Aim: Could you retype every one of the records below exactly, line for line, leaving the pictures out of your answer?

Object pointing dataset records:
-----
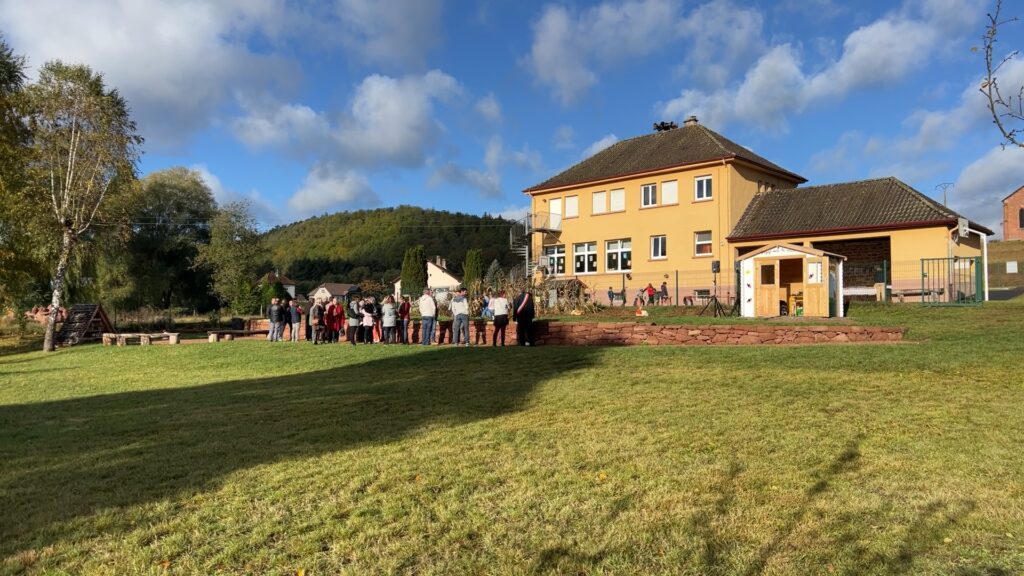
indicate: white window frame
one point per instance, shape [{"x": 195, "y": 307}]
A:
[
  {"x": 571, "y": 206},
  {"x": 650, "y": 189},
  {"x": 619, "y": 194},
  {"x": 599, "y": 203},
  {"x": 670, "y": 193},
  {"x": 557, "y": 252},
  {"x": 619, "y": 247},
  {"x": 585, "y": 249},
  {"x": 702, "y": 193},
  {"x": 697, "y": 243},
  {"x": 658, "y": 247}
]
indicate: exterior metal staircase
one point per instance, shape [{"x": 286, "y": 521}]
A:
-----
Solution to the exercise:
indicate: white window frame
one point per instance, shape [{"x": 195, "y": 307}]
A:
[
  {"x": 571, "y": 206},
  {"x": 650, "y": 189},
  {"x": 619, "y": 194},
  {"x": 599, "y": 203},
  {"x": 670, "y": 193},
  {"x": 557, "y": 252},
  {"x": 619, "y": 247},
  {"x": 585, "y": 249},
  {"x": 702, "y": 193},
  {"x": 697, "y": 243},
  {"x": 658, "y": 247}
]
indicate: exterior metal staircase
one point per instance, shape [{"x": 286, "y": 521}]
A:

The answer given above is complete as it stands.